Available data:
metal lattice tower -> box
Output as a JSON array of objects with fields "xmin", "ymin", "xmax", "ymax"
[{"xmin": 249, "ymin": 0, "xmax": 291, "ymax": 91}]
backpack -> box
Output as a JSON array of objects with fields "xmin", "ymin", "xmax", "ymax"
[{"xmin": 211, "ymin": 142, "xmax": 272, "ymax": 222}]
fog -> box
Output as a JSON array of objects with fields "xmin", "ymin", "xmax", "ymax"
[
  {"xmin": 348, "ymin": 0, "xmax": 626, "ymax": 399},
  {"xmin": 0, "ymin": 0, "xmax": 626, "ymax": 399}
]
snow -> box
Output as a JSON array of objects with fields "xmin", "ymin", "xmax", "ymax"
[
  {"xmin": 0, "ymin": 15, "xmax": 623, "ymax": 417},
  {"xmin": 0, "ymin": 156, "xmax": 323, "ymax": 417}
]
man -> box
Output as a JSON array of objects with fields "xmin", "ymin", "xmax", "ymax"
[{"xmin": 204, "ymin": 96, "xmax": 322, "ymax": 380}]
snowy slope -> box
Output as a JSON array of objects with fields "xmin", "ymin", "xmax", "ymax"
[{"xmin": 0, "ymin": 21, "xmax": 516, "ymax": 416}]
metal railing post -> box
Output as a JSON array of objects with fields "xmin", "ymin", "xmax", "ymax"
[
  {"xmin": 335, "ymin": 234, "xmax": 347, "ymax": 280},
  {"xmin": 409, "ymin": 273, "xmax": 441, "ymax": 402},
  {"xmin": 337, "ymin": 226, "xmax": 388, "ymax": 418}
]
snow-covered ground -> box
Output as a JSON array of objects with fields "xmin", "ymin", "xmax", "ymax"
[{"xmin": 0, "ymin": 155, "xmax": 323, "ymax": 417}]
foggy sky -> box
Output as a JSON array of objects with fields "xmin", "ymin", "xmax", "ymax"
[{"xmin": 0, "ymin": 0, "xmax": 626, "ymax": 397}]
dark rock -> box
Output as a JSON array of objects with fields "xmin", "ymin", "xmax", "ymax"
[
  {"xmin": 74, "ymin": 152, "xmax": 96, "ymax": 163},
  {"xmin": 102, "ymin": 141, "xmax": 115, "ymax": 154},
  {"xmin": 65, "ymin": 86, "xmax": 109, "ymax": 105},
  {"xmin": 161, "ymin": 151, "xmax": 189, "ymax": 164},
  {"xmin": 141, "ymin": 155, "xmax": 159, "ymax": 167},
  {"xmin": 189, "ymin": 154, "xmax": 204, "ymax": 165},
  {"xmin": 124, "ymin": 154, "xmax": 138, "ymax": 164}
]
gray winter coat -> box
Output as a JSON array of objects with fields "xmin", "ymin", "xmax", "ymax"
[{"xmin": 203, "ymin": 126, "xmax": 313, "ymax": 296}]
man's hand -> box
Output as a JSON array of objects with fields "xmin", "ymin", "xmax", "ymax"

Requirement: Offset the entries from the line containing "dark rock -> box" up to and including the last line of the entries by adding -81 to every coordinate in the answers. Rewrite each line in that range, not only the answers, and change nothing else.

In response:
dark rock -> box
Output as a JSON array of objects with fields "xmin", "ymin", "xmax", "ymax"
[
  {"xmin": -7, "ymin": 71, "xmax": 15, "ymax": 82},
  {"xmin": 21, "ymin": 60, "xmax": 34, "ymax": 73},
  {"xmin": -16, "ymin": 5, "xmax": 28, "ymax": 24},
  {"xmin": 80, "ymin": 70, "xmax": 108, "ymax": 83},
  {"xmin": 60, "ymin": 74, "xmax": 78, "ymax": 86},
  {"xmin": 108, "ymin": 73, "xmax": 123, "ymax": 84},
  {"xmin": 43, "ymin": 73, "xmax": 57, "ymax": 83}
]
gray winter coat -> box
Output as a JSON array of objects with fields "xmin", "ymin", "xmax", "ymax"
[{"xmin": 122, "ymin": 45, "xmax": 232, "ymax": 215}]
man's hand -> box
Output as a JSON array of objects with fields "xmin", "ymin", "xmax", "ymax"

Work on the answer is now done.